____ Entries provided

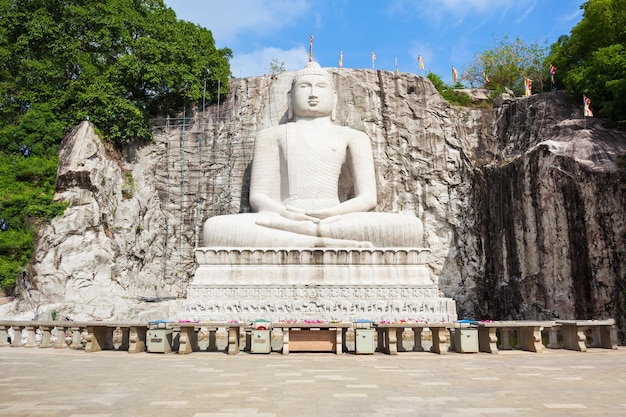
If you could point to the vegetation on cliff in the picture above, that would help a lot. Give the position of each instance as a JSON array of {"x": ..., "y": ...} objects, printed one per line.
[
  {"x": 507, "y": 64},
  {"x": 591, "y": 60},
  {"x": 114, "y": 62}
]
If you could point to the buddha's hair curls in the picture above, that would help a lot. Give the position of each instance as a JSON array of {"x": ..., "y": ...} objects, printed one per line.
[{"x": 312, "y": 68}]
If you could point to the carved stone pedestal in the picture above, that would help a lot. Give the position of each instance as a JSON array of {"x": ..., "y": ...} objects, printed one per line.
[{"x": 327, "y": 284}]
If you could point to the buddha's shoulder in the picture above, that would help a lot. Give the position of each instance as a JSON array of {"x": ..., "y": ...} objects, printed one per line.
[
  {"x": 349, "y": 132},
  {"x": 272, "y": 132}
]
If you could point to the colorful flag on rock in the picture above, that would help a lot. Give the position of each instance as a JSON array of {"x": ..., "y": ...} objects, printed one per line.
[
  {"x": 552, "y": 72},
  {"x": 528, "y": 87},
  {"x": 586, "y": 109}
]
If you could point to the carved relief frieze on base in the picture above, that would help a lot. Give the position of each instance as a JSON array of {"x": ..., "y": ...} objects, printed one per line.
[
  {"x": 322, "y": 283},
  {"x": 325, "y": 303}
]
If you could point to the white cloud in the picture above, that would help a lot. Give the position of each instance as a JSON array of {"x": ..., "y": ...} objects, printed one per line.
[
  {"x": 454, "y": 12},
  {"x": 227, "y": 18},
  {"x": 258, "y": 62}
]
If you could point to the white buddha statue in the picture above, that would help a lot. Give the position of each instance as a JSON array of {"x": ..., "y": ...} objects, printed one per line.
[{"x": 294, "y": 189}]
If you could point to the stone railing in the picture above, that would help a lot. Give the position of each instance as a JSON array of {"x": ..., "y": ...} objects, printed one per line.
[{"x": 230, "y": 337}]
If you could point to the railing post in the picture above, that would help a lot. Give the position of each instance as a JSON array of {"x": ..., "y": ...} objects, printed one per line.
[
  {"x": 76, "y": 338},
  {"x": 46, "y": 336},
  {"x": 553, "y": 338},
  {"x": 60, "y": 342},
  {"x": 417, "y": 339},
  {"x": 4, "y": 335},
  {"x": 505, "y": 344},
  {"x": 17, "y": 336},
  {"x": 31, "y": 336}
]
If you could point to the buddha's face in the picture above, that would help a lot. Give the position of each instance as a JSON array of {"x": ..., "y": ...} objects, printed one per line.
[{"x": 312, "y": 96}]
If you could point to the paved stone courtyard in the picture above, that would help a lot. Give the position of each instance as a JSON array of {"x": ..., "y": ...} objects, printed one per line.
[{"x": 50, "y": 382}]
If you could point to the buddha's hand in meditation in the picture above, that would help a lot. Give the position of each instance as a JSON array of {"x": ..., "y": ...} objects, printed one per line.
[{"x": 295, "y": 213}]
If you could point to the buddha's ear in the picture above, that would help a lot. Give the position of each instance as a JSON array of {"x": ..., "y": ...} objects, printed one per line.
[{"x": 289, "y": 107}]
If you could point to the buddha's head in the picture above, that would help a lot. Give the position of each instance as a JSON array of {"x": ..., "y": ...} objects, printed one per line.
[{"x": 312, "y": 93}]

________

# [Problem to work on]
Repeat the line that contains "If you could point to the paved", then every line after it until the records end, with nothing added.

# [Complete response]
If you could point to the paved stone courtyard in the picture above, that would help a lot. Give the position of each instance as a JSON array of {"x": ..., "y": ...} objects, printed one per line.
[{"x": 50, "y": 382}]
If you could point to the buddha's hand in meditation in the picture above, that would help a lot. Give the position of each instance as a JSON array of {"x": ..., "y": ...} objects, printed one per line.
[{"x": 295, "y": 213}]
If you could point to the buddha's ear in the picture above, that would help a lot. Give the position of each instance as a JSON array of {"x": ..., "y": ...} objects, printed one per line.
[{"x": 289, "y": 107}]
If you could point to the buddha's head in the picture above, that would help a lot. Give the position of each instance as a JSON array of {"x": ..., "y": ...} objects, printed one per line.
[{"x": 312, "y": 93}]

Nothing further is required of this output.